§ DATA:
<<<<
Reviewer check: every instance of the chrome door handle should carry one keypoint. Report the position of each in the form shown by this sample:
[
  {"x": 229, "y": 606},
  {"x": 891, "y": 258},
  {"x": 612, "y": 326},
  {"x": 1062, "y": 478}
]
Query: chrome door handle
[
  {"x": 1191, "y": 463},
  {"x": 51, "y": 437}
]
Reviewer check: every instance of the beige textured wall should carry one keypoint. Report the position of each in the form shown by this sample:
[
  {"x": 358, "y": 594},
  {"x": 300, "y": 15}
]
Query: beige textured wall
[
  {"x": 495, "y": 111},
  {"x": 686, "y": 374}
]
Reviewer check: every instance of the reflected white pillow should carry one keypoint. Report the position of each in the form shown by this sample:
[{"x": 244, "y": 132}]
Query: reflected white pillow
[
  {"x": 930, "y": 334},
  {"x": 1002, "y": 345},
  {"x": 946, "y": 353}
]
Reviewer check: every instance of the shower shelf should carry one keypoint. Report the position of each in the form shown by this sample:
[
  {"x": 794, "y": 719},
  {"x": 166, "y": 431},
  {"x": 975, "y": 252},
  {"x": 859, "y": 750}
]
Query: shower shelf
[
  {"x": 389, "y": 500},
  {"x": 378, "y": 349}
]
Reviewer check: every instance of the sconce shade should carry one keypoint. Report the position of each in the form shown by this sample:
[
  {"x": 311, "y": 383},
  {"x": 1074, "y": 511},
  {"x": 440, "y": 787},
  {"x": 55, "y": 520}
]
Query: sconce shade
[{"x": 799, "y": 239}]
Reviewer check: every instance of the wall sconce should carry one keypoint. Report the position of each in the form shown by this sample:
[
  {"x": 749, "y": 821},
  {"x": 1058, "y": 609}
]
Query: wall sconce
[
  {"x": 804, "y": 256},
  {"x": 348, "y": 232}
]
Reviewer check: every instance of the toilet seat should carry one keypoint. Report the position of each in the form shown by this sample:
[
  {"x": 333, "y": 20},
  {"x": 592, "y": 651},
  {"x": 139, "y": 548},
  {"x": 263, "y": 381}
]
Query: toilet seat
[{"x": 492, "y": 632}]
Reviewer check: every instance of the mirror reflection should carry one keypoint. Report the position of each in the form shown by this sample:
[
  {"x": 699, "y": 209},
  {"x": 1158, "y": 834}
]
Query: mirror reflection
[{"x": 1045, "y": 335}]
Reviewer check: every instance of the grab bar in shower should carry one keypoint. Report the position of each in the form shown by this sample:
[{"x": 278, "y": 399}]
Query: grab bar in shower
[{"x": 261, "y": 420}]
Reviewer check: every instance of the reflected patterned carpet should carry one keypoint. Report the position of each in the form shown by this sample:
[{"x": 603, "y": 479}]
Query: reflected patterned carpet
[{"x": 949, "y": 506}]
>>>>
<<<<
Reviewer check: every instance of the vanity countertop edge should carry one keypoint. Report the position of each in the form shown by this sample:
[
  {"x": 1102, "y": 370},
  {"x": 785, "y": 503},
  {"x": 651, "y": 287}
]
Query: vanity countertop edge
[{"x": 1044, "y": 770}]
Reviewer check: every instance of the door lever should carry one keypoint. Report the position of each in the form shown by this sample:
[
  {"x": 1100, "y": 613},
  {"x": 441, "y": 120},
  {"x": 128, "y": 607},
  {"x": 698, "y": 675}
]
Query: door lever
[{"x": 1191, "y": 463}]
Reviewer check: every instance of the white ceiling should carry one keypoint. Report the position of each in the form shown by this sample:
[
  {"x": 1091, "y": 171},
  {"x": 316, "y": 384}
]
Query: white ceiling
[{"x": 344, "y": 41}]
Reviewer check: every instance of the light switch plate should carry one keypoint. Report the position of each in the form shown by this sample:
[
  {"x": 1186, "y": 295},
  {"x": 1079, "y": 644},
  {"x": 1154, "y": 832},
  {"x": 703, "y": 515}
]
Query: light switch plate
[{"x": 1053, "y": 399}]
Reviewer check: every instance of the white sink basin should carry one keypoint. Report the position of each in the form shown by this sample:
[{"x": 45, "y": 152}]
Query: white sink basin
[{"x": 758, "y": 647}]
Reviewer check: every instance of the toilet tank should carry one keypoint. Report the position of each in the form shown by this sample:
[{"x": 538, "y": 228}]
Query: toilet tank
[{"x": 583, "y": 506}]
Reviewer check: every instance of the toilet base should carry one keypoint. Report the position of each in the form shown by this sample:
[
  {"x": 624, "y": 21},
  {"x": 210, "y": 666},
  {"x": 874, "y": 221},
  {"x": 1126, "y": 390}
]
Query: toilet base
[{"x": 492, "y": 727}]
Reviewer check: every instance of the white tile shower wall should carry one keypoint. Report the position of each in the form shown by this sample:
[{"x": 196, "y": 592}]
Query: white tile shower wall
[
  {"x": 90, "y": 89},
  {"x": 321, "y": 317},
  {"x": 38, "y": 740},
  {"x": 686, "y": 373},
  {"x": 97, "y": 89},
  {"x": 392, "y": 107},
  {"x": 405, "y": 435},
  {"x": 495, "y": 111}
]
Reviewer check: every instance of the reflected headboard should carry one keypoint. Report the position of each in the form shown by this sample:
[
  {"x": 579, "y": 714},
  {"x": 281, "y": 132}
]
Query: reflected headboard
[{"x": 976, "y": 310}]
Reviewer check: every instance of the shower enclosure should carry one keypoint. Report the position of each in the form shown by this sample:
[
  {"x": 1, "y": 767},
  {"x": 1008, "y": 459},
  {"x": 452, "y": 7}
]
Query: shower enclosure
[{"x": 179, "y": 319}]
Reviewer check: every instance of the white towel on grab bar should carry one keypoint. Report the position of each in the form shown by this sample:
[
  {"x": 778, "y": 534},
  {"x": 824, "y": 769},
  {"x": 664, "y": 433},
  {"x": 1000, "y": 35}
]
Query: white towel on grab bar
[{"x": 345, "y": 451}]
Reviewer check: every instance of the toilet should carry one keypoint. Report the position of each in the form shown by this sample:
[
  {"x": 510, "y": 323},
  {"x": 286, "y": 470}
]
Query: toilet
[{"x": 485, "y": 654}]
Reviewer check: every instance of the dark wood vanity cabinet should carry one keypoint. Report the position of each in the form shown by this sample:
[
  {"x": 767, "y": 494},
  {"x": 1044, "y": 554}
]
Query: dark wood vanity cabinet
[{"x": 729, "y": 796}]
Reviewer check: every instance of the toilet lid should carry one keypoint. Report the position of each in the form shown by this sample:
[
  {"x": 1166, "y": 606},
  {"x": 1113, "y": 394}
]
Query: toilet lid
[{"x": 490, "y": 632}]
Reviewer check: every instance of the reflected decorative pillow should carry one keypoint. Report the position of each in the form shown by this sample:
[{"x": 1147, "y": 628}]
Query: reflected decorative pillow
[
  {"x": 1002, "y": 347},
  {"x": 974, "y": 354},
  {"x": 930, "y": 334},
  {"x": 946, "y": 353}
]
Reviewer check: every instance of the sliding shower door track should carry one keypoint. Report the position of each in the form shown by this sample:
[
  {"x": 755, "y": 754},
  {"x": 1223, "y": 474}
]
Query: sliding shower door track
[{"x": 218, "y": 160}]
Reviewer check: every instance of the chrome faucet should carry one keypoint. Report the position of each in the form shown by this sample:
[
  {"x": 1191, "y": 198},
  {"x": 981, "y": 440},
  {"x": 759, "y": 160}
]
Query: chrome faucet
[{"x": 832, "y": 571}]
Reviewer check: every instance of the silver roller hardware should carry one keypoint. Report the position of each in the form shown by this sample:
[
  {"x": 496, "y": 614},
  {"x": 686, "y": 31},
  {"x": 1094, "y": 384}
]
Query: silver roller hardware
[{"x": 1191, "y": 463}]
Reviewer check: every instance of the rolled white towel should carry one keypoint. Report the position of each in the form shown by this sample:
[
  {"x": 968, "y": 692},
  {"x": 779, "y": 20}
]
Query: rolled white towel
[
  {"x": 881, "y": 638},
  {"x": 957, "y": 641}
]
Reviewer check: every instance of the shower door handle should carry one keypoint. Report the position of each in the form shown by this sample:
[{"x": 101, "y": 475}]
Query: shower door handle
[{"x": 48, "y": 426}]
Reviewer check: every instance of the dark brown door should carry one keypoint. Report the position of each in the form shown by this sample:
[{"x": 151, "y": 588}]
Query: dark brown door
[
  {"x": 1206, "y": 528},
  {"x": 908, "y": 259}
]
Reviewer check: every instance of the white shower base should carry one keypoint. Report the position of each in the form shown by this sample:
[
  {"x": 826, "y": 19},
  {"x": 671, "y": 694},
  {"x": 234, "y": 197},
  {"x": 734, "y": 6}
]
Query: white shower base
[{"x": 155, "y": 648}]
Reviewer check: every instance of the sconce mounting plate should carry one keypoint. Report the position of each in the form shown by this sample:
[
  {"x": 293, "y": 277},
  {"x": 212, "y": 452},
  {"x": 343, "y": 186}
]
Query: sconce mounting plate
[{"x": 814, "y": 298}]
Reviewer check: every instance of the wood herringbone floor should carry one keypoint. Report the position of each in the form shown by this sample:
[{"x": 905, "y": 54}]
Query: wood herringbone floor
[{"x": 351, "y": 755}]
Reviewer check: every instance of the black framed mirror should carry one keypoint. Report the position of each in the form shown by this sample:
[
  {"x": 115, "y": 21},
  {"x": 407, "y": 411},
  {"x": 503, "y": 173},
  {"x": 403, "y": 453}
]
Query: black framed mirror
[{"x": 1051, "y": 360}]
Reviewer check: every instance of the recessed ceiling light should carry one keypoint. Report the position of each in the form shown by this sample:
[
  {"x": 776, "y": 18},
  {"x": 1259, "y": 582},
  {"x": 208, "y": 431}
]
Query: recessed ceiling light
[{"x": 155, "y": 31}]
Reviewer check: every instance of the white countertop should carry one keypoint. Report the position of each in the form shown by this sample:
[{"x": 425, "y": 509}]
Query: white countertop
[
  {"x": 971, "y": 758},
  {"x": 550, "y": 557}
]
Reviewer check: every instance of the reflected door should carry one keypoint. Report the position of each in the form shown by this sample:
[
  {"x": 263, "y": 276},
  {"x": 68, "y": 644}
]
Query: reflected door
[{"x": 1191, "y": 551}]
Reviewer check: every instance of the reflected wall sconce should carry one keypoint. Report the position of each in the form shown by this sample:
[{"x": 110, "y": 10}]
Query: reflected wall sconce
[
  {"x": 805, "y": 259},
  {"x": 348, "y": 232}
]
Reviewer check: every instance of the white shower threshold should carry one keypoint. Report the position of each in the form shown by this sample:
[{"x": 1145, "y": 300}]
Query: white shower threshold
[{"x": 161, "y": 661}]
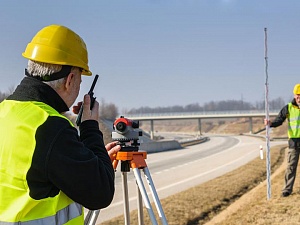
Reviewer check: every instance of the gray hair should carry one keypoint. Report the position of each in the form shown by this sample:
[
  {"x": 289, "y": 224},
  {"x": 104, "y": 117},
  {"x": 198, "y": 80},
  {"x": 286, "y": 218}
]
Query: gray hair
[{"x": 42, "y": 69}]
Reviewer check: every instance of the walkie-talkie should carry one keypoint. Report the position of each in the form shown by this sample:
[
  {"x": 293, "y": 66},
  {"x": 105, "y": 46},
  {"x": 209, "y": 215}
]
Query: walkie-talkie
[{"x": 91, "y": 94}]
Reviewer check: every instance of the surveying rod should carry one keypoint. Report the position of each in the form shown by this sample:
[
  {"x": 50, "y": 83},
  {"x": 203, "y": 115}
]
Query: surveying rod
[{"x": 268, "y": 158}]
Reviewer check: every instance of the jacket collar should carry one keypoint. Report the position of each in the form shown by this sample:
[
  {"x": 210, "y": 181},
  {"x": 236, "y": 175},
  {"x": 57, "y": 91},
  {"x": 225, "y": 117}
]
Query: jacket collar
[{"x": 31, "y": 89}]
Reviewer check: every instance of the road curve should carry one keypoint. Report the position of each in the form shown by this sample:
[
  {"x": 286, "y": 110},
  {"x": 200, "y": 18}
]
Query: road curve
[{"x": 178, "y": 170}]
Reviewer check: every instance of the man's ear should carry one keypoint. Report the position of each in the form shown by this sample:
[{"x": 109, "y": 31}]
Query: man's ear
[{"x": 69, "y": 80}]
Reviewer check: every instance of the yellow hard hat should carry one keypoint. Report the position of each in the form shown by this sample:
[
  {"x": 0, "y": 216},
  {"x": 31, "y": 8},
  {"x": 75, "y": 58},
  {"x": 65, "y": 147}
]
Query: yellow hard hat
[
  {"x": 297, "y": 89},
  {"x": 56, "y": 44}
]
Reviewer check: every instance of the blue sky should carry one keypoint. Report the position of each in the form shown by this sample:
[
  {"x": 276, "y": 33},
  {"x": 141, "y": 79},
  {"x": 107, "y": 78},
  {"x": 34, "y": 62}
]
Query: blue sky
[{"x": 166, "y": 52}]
>>>>
<<<<
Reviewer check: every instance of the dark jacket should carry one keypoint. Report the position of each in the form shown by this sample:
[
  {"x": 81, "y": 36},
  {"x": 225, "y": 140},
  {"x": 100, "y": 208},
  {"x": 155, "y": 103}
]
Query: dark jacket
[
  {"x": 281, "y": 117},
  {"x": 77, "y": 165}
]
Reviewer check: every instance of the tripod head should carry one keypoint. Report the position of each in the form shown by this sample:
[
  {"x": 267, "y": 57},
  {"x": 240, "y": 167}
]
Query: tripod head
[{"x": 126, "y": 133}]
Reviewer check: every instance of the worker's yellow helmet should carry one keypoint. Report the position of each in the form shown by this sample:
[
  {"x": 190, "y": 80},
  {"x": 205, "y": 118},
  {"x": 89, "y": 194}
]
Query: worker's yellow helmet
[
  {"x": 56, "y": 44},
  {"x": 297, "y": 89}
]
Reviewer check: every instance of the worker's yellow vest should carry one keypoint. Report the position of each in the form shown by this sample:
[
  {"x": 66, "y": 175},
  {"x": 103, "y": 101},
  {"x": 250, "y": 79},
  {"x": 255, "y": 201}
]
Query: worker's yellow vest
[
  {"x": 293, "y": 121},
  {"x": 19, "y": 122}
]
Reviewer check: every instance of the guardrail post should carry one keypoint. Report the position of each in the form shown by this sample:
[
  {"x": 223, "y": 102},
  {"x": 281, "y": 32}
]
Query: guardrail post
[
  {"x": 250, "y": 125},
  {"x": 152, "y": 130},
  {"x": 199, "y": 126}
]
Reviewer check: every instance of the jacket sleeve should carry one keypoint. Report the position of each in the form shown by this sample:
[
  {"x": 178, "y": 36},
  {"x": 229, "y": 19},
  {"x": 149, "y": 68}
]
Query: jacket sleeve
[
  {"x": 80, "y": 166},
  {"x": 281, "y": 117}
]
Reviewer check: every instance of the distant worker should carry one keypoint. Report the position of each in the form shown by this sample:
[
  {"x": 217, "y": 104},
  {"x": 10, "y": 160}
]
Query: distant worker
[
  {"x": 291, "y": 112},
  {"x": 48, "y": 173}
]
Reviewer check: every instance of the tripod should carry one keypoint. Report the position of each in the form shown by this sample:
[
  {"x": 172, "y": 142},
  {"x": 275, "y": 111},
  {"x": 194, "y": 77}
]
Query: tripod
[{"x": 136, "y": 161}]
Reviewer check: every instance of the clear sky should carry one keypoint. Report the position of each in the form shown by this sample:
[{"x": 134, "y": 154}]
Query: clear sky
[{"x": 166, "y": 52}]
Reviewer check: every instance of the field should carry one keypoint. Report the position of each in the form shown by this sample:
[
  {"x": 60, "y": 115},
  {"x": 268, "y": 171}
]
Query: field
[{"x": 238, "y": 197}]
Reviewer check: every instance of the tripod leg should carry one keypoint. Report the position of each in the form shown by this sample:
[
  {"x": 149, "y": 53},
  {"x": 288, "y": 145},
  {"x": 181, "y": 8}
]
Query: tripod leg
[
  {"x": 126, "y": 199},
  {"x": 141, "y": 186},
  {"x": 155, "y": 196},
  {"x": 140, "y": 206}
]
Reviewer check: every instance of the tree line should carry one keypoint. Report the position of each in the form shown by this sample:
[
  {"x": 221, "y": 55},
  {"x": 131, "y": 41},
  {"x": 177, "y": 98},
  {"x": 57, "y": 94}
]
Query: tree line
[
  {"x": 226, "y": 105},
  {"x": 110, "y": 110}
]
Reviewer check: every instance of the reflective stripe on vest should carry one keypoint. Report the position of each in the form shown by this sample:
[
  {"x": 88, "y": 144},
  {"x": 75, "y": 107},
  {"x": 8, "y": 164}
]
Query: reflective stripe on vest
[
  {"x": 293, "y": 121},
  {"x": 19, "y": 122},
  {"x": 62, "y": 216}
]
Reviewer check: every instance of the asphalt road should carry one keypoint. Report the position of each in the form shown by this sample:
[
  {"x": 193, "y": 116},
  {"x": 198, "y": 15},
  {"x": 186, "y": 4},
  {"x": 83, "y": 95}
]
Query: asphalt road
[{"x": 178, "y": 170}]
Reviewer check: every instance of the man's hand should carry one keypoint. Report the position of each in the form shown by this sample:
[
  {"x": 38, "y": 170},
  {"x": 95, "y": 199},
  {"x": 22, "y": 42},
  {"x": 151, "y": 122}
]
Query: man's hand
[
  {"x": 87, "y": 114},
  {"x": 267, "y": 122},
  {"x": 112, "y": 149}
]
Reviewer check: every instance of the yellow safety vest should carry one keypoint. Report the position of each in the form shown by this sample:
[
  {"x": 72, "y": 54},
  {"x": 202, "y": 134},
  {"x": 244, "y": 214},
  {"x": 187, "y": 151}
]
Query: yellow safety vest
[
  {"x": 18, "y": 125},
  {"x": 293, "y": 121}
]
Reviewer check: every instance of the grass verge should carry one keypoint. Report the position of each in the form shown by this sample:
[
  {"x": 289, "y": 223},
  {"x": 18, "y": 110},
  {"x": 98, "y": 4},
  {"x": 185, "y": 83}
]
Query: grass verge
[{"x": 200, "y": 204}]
>>>>
§ WHAT NEEDS TO BE DONE:
Count the lines in the material above that contain the string "post", with uppercase and lowercase treated as different, and give only the number.

§ COMPLETED EXERCISE:
2